# OBJECTIVE
Can you restate all of the records below with each "photograph" changed to "image" and nothing else altered? Leave out the pictures.

# RECORDS FOR THE EXERCISE
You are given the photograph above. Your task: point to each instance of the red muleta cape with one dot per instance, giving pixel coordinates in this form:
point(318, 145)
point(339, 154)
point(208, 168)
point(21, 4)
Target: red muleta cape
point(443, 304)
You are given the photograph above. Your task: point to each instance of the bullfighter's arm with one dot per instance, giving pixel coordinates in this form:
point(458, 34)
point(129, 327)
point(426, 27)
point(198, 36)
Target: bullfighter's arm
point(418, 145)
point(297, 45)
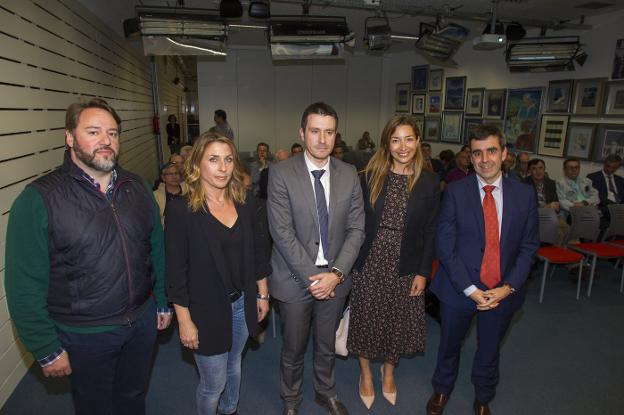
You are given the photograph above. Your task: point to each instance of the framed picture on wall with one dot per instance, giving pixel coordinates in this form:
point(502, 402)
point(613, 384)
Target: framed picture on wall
point(420, 78)
point(455, 93)
point(418, 103)
point(474, 101)
point(523, 108)
point(470, 124)
point(553, 129)
point(436, 77)
point(587, 96)
point(559, 95)
point(434, 103)
point(451, 126)
point(609, 140)
point(494, 103)
point(420, 123)
point(579, 140)
point(618, 60)
point(615, 98)
point(402, 98)
point(431, 131)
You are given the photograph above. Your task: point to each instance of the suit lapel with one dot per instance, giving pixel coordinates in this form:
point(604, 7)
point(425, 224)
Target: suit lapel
point(474, 198)
point(202, 218)
point(303, 176)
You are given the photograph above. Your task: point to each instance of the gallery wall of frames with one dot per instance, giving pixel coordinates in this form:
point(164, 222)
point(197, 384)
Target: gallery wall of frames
point(564, 118)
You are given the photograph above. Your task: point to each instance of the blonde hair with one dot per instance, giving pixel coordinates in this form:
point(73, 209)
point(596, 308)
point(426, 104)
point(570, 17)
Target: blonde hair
point(235, 190)
point(381, 163)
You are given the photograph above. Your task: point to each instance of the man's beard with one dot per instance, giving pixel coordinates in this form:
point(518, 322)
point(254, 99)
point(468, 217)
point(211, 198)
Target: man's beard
point(97, 163)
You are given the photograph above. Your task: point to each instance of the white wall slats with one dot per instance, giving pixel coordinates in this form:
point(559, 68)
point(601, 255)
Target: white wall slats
point(54, 53)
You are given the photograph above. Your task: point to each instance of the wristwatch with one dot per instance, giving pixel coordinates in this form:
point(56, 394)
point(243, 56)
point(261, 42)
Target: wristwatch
point(511, 289)
point(339, 274)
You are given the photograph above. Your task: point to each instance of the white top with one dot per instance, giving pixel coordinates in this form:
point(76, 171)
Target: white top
point(497, 194)
point(320, 257)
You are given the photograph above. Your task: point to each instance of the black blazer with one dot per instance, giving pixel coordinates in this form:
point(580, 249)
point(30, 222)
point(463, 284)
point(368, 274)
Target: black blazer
point(599, 183)
point(550, 189)
point(418, 241)
point(195, 270)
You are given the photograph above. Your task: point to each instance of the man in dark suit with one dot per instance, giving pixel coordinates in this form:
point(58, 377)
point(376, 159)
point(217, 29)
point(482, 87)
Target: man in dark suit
point(487, 237)
point(316, 219)
point(610, 186)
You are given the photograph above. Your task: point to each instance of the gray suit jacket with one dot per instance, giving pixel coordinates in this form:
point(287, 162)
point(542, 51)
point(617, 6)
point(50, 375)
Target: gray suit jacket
point(293, 222)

# CORRECT OUTPUT
You are given the image above. Your task: point to each instance of the red muleta cape with one dot per instance, giving pixel coordinates in this form:
point(318, 145)
point(339, 154)
point(208, 168)
point(21, 4)
Target: red muleta cape
point(443, 304)
You are given the image above. Your task: point to each instance of the bullfighter's arm with one dot per instance, giving pixel coordinates in this form:
point(458, 34)
point(129, 327)
point(426, 27)
point(198, 36)
Target: bullfighter's arm
point(418, 145)
point(297, 45)
You are given the image above. Your task: point to each instance of the framed picture on wall with one dot per instance, giving pixel coordinates in this form:
point(502, 402)
point(613, 384)
Target: framed picture on wall
point(420, 78)
point(455, 93)
point(418, 103)
point(474, 101)
point(523, 108)
point(470, 124)
point(553, 129)
point(436, 77)
point(587, 96)
point(559, 95)
point(434, 103)
point(451, 126)
point(609, 140)
point(494, 103)
point(420, 123)
point(579, 140)
point(618, 60)
point(615, 98)
point(402, 98)
point(431, 131)
You are given the image above. Your task: point to each instance of the suit lapel with one dot per instance, giving pixel coordinates in this form:
point(604, 7)
point(425, 224)
Target: suit lapel
point(474, 198)
point(202, 218)
point(303, 176)
You are given the image above. Your task: point to each instance of the gallery wall of frames with one dot per instance, giving pixel coordinates in this form:
point(164, 222)
point(197, 384)
Target: gallery wall of frames
point(564, 118)
You are given the image above. Your task: point to each instance of the blonde hair with one dot per instance, giving pixel coordinates in this form:
point(73, 209)
point(596, 308)
point(426, 104)
point(570, 17)
Target: blonde hair
point(235, 190)
point(381, 163)
You are given the image above. Your task: point to each instance of the man's beard with one dot per instance, giving pixel coordinates in this form:
point(518, 322)
point(254, 99)
point(468, 217)
point(211, 198)
Target: man's beard
point(97, 163)
You are given the image above. Your task: point to each instance of the white wall slats with one dot per instance, giving pixel coordinates in this form:
point(559, 68)
point(601, 255)
Target: white wall slats
point(54, 53)
You are given the image above. Your task: point to each instance of the wristwatch with one dot per instance, giving pixel coordinates in this form:
point(56, 394)
point(243, 56)
point(261, 42)
Target: wristwatch
point(511, 289)
point(339, 274)
You are given the image above. Your task: point to each instance of the white top with one dot per instance, giving pixel coordinates in this form:
point(76, 171)
Target: white top
point(497, 194)
point(320, 257)
You are given the image above. Your task: point to each instance of the black blazer with one dot per instance, giving pixel coordinates in this form:
point(580, 249)
point(30, 222)
point(463, 284)
point(368, 274)
Target: black blazer
point(599, 183)
point(550, 189)
point(418, 241)
point(195, 270)
You are given the image above. Your task: point to each instance of the man in dark suit with one dot per instance, giving pixel coordinates in this form:
point(58, 377)
point(376, 159)
point(217, 29)
point(482, 87)
Target: man in dark suit
point(487, 237)
point(316, 219)
point(610, 186)
You are given the image above. Your task: point to each instance of the gray suit jacket with one dot per instance, giving pixel coordinates in this form:
point(287, 162)
point(542, 51)
point(617, 6)
point(50, 375)
Target: gray suit jacket
point(293, 222)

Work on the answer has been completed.